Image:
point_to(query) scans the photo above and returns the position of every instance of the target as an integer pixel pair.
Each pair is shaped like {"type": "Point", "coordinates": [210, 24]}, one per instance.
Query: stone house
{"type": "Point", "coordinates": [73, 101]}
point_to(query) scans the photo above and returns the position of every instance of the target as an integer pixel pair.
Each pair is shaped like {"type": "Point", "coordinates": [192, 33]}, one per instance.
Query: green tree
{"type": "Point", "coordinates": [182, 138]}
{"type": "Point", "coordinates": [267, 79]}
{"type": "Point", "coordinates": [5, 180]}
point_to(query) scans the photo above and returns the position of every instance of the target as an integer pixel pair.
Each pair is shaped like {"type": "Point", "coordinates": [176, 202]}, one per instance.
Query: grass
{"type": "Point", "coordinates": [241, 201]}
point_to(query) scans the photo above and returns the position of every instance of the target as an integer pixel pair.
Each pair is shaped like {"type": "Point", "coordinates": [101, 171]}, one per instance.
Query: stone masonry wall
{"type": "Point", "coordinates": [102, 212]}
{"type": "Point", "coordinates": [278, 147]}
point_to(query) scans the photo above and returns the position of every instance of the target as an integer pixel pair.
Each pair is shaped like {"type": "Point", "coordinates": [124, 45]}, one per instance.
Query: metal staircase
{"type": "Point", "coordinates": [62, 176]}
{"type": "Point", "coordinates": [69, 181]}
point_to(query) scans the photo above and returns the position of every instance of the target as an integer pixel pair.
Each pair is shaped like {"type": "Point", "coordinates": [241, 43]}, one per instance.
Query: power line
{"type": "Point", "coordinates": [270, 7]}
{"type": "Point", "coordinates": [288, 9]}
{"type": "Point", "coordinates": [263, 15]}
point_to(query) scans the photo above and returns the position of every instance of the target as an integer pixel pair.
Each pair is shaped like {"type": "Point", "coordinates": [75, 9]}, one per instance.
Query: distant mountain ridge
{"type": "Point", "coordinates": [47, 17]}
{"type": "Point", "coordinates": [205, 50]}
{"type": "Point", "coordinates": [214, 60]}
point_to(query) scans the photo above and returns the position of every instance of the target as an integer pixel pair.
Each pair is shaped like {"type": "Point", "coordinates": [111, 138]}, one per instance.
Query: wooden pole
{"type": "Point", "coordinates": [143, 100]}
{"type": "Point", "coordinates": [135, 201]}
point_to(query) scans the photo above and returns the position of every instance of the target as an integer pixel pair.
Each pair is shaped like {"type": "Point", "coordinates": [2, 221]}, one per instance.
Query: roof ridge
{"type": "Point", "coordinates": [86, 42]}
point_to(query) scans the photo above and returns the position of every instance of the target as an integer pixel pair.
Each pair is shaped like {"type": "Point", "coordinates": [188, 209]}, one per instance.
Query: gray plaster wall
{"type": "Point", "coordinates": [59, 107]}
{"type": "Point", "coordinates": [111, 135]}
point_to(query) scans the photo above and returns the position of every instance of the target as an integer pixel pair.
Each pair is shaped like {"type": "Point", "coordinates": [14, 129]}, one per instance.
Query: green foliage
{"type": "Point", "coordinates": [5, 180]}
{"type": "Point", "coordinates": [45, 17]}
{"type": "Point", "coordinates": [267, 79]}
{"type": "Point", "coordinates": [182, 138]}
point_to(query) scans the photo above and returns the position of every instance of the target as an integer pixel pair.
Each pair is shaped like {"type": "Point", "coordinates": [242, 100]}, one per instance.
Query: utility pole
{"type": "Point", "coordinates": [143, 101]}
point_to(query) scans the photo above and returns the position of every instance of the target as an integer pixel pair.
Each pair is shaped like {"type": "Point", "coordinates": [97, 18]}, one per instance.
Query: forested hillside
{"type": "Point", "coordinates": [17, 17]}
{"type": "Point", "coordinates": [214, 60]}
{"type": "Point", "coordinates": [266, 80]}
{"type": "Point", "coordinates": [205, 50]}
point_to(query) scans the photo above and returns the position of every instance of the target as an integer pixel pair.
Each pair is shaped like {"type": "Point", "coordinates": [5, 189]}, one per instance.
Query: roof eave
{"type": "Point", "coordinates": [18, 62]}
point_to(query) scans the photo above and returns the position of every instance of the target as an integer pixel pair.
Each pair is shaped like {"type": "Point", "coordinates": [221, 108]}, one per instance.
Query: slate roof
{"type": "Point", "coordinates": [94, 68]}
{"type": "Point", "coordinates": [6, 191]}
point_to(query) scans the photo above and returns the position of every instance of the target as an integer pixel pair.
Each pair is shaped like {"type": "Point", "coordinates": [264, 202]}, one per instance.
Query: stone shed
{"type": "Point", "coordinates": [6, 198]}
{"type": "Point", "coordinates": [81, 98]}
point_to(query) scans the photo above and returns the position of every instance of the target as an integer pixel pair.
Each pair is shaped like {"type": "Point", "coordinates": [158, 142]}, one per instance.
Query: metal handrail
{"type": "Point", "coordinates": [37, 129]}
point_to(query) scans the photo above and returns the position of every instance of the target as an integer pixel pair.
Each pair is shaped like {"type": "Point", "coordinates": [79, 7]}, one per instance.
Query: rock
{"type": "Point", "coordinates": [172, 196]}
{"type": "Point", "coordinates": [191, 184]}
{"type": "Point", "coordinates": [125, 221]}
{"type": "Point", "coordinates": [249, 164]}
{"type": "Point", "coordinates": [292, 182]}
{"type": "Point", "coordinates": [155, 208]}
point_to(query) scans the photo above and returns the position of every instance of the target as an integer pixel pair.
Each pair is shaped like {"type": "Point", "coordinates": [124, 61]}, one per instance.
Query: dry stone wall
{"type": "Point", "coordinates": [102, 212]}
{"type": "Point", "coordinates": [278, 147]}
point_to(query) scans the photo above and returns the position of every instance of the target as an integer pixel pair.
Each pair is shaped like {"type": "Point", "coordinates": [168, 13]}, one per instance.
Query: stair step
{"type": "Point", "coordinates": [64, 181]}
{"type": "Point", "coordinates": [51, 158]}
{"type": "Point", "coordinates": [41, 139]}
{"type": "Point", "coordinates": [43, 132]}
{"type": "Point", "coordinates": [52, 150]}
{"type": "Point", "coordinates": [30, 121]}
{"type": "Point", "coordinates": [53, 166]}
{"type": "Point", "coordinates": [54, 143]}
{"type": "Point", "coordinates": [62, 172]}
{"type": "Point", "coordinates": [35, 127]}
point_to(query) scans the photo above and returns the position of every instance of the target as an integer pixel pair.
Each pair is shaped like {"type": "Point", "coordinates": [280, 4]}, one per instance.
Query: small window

■ Problem to work on
Starting at the line that contains "Query: dry stone wall", print every line through the end of the listing, word for word. Leave out all the rest.

■ Answer area
Query: dry stone wall
{"type": "Point", "coordinates": [102, 212]}
{"type": "Point", "coordinates": [278, 147]}
point_to(query) scans the photo above and returns the position of every instance of the target as an integer pixel pair.
Each pair is shaped like {"type": "Point", "coordinates": [168, 13]}, one per instance.
Query: stair step
{"type": "Point", "coordinates": [64, 181]}
{"type": "Point", "coordinates": [51, 158]}
{"type": "Point", "coordinates": [41, 139]}
{"type": "Point", "coordinates": [43, 132]}
{"type": "Point", "coordinates": [52, 150]}
{"type": "Point", "coordinates": [30, 121]}
{"type": "Point", "coordinates": [53, 166]}
{"type": "Point", "coordinates": [54, 143]}
{"type": "Point", "coordinates": [62, 172]}
{"type": "Point", "coordinates": [35, 127]}
point_to(query) scans the photo above and returns the position of every instance of the target as an integer pixel pair.
Each pair is shaped like {"type": "Point", "coordinates": [280, 4]}, one per instance.
Query: small window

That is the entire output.